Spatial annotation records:

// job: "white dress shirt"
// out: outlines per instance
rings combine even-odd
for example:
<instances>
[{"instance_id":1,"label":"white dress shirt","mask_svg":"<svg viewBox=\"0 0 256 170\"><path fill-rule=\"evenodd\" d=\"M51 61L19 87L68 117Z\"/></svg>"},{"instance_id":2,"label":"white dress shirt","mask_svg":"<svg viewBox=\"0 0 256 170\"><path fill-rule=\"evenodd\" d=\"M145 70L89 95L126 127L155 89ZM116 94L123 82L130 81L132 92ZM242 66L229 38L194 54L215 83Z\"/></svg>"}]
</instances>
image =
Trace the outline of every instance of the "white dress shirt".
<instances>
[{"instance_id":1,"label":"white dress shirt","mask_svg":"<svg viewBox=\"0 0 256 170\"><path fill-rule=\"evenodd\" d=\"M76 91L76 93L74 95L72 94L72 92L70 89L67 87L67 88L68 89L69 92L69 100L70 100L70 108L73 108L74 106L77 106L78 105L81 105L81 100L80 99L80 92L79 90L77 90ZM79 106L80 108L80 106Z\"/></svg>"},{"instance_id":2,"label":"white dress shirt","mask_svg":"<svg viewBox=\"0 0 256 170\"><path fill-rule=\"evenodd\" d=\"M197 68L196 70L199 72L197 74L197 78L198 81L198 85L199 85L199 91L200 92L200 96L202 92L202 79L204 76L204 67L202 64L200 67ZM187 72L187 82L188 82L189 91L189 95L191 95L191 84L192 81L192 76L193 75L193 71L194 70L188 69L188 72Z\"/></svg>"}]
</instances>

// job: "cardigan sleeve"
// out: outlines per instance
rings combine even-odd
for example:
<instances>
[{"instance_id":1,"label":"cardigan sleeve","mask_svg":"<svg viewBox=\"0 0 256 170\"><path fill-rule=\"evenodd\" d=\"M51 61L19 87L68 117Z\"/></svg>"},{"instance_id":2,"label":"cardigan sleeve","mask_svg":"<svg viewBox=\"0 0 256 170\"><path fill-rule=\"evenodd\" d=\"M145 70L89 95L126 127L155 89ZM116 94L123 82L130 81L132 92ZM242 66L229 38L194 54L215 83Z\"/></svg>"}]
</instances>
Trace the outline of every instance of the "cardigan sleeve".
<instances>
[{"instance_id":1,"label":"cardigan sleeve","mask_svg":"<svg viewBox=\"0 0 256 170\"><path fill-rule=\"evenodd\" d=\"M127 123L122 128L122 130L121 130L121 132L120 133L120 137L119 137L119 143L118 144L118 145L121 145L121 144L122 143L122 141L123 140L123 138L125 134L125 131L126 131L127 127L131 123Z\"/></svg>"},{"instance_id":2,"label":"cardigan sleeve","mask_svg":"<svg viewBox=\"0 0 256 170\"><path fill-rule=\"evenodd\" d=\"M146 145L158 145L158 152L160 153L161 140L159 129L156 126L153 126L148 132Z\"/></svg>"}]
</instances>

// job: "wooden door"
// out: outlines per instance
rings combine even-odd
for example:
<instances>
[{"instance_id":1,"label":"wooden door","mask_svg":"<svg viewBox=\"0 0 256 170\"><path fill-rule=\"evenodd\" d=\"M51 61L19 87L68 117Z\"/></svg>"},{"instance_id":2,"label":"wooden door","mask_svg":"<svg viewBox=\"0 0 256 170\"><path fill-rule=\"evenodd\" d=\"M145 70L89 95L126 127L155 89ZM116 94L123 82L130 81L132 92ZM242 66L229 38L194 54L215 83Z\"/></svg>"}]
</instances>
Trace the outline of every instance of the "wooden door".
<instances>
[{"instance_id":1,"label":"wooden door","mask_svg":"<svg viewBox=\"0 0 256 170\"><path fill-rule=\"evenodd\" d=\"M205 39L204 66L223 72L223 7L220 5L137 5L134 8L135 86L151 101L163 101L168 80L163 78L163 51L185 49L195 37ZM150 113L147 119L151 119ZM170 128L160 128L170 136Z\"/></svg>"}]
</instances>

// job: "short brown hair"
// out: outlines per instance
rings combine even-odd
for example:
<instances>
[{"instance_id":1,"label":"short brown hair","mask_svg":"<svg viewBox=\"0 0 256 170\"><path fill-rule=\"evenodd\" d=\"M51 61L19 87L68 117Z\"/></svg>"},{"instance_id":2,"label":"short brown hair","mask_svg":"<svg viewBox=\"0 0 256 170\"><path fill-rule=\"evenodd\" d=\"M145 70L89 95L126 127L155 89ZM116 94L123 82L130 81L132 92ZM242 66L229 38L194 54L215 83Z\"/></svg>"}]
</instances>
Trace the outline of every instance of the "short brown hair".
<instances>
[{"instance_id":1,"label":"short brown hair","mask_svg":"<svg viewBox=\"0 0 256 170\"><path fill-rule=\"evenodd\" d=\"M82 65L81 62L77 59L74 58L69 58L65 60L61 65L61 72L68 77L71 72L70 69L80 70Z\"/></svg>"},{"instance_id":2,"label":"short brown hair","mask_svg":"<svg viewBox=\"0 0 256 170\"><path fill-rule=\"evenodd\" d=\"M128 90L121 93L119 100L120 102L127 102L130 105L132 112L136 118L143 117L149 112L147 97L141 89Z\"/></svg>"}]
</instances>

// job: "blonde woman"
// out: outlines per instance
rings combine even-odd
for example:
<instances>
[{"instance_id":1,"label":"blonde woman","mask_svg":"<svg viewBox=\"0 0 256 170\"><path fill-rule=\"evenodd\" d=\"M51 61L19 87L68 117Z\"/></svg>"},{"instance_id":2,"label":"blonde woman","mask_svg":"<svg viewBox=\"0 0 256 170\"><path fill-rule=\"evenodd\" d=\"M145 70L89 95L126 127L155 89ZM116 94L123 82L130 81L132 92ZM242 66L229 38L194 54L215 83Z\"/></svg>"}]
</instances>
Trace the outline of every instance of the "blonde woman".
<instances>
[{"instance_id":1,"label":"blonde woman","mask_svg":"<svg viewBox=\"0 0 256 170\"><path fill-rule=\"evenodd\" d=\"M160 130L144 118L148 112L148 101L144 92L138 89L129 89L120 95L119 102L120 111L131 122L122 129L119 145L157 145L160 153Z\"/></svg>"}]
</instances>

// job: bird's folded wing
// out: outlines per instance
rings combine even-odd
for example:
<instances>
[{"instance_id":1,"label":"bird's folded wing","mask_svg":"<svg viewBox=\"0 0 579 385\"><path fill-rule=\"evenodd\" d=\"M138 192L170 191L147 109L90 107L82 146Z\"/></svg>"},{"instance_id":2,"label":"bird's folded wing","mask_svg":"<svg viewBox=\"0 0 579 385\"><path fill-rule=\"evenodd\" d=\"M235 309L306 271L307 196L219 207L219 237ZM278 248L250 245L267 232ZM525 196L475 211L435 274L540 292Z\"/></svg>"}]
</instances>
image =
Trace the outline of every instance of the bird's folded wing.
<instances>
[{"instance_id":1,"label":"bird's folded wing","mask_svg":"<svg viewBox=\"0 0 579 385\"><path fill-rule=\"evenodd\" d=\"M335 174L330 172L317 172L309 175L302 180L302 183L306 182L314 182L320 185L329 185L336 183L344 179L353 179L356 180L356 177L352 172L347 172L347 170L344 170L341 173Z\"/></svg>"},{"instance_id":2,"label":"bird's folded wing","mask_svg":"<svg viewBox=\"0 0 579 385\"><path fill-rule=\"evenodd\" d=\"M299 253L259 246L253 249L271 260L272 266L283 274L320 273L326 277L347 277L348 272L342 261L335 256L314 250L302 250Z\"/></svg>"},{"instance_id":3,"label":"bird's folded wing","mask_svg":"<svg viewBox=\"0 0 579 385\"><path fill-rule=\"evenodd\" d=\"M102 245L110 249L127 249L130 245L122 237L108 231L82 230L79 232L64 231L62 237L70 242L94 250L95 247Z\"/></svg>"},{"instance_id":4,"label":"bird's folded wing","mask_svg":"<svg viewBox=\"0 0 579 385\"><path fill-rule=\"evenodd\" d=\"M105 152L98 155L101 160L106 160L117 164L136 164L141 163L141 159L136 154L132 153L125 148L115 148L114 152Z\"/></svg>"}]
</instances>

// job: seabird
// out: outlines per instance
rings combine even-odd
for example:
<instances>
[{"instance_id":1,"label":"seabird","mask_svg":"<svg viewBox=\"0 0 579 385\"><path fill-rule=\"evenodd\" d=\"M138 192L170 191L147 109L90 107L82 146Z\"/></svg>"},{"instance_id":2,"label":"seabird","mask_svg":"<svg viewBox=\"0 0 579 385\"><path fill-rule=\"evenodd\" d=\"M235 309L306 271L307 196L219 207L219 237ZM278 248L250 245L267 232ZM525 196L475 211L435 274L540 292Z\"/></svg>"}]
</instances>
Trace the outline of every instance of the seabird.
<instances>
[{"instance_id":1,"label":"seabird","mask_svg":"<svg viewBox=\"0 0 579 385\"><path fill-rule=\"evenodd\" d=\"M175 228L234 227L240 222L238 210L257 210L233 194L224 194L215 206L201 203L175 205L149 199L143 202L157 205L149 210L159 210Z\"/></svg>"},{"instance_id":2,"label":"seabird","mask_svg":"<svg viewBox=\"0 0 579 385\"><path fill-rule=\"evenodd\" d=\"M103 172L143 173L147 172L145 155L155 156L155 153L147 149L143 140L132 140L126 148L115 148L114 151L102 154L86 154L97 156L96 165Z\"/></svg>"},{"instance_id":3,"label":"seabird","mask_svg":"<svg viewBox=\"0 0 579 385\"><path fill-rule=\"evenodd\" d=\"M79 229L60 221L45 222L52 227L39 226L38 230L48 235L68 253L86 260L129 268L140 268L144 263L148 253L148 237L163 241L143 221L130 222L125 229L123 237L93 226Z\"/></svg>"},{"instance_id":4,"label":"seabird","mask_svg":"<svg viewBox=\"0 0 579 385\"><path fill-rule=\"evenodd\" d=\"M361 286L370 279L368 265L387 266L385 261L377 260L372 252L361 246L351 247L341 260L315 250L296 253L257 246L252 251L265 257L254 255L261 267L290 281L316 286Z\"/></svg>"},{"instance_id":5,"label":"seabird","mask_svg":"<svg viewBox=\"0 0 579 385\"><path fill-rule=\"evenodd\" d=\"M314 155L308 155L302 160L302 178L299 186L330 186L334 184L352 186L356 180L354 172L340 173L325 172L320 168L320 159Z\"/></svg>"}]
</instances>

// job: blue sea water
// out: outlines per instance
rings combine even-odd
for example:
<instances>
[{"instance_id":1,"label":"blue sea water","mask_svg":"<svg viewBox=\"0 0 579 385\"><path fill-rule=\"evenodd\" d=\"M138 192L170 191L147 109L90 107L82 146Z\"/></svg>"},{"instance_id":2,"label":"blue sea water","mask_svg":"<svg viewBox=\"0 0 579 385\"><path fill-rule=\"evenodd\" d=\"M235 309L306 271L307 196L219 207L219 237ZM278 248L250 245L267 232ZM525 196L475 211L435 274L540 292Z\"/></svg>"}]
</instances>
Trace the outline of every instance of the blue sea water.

_Task objective_:
Show every line of the listing above that contains the string "wing".

_Solution to the problem_:
// job: bird's folded wing
[{"instance_id":1,"label":"bird's folded wing","mask_svg":"<svg viewBox=\"0 0 579 385\"><path fill-rule=\"evenodd\" d=\"M138 192L170 191L147 109L90 107L82 146Z\"/></svg>"},{"instance_id":2,"label":"bird's folded wing","mask_svg":"<svg viewBox=\"0 0 579 385\"><path fill-rule=\"evenodd\" d=\"M235 309L306 271L307 196L219 207L219 237ZM278 248L250 245L267 232ZM525 196L475 211L435 274L540 292Z\"/></svg>"}]
Trace the outline of every instance of the bird's folded wing.
[{"instance_id":1,"label":"bird's folded wing","mask_svg":"<svg viewBox=\"0 0 579 385\"><path fill-rule=\"evenodd\" d=\"M335 174L330 172L317 172L309 175L302 180L302 183L306 182L314 182L320 185L329 185L336 183L344 179L353 179L356 180L356 177L352 172L347 172L347 170L344 170L341 173Z\"/></svg>"},{"instance_id":2,"label":"bird's folded wing","mask_svg":"<svg viewBox=\"0 0 579 385\"><path fill-rule=\"evenodd\" d=\"M299 253L259 246L253 249L271 260L272 266L283 274L320 273L326 277L347 277L348 272L342 261L335 256L314 250L302 250Z\"/></svg>"},{"instance_id":3,"label":"bird's folded wing","mask_svg":"<svg viewBox=\"0 0 579 385\"><path fill-rule=\"evenodd\" d=\"M102 245L110 249L127 249L130 245L122 237L108 231L82 230L79 232L64 231L62 237L70 242L94 250L95 247Z\"/></svg>"},{"instance_id":4,"label":"bird's folded wing","mask_svg":"<svg viewBox=\"0 0 579 385\"><path fill-rule=\"evenodd\" d=\"M105 152L98 155L101 160L106 160L117 164L136 164L141 163L141 159L136 154L132 153L125 148L115 148L114 152Z\"/></svg>"}]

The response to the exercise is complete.